● **Supplied text**
Chamomile may be used as a lotion or added to a cool bath to relieve the itching of rashes, hives or eczema.  Its other skin care benefits include reducing under eye puffiness and dark circles, fine lines and wrinkles, rosacea, and broken capillaries. 


Calendula’s Skin Care Benefits (Calendula officinalis)

Calendula is an emollient helping to moisturize dry skin. It also contains carotenoids which nourish dry or damaged skin. It has natural restorative properties that infuse the skin with a youthful glow and is used to protect the skin from premature aging.  Calendula is safe enough to be used on the delicate skin under the eyes to prevent crow’s feet. Creams containing calendula are also used for baby’s nappy rash.

Calendula has the added benefit of containing antiseptic, antibacterial and antiviral properties, making it useful for salves and balms for cuts, wounds and for healing piercings. Using calendula increases both wound closure and the formation of new skin.  Calendula has also been shown to work in the prevention of radiation burns for patients undergoing postoperative irradiation for breast cancer, and also for healing the perineum after childbirth.


Green Tea’s Skin Care Benefits (Camellia sinensis)

Now not only a delicious anti-oxidant filled drink, Green Tea has many benefits for acne-prone skin.  In one study there was shown a 70% reduction in sebum production after 8 weeks of use.  

Green Tea also reduces the skins inflammatory response to acne-causing bacteria. This is significant, as acne-prone skin tends to have an increasingly strong inflammatory response to bacteria in the skin pores.

Studies have also demonstrated that topical Green Tea formulations reduce sun damage. This appears to be the result of Green Teas ability to quench free radicals and reduce inflammation, rather than blocking UV rays.  

Can Green Tea prevent ageing? In a 2005 study it was noted that a10% Green Tea cream and 300mg twice-daily green tea supplement showed significant improvement in skin elasticity.


Gotu Kola’s Skin Care Benefits (Centella asiatica)

Gotu Kola has long been revered for its ability to minimize the effects of serious skin conditions, and has even been used in the treatment of leprosy. Gotu kola is rich in organic compounds that have been shown to strengthen skin, boost antioxidants, and also increase blood supply to affected areas. It has amazing wound healing properties and can be used topically for minor burns, psoriasis, acne, eczema, preventing scars after surgery, and preventing or reducing stretch marks.  

Gotu kola has a positive effect on the circulatory system by improving blood flow while strengthening veins and capillaries. It is an important ingredient in skin care as it increases skin elasticity and collagen production, and reduces fine lines and wrinkles. It is also useful in repairing connective tissue and smoothing out cellulite.


Ginseng’s  Skin Care Benefits (Eleutherococcus senticosus)

● **Recorded data**
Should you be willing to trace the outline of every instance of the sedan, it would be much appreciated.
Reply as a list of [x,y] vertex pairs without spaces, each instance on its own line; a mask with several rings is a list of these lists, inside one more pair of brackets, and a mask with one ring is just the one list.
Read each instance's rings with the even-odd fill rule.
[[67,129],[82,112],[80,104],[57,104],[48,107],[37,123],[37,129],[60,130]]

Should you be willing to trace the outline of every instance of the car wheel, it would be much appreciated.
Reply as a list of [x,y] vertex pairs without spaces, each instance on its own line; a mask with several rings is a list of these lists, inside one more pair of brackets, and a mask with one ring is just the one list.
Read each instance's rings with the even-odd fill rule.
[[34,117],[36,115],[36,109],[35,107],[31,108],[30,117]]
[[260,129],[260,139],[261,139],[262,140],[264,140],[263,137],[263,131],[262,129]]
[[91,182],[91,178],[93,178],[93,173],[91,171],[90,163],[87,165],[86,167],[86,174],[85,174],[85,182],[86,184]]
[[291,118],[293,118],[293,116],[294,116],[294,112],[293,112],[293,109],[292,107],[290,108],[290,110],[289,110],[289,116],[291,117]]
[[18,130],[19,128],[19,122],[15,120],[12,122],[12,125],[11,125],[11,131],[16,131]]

* * *

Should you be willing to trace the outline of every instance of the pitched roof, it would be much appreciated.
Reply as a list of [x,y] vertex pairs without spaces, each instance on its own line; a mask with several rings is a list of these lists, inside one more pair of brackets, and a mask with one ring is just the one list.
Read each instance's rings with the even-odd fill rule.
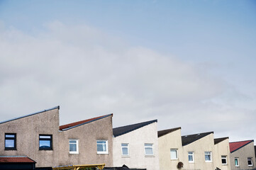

● **Problem statement**
According to the text on herbal skin care, how much did sebum production drop in one Green Tea study, and over what period?

● **Result of this task**
It dropped by 70% after 8 weeks of use.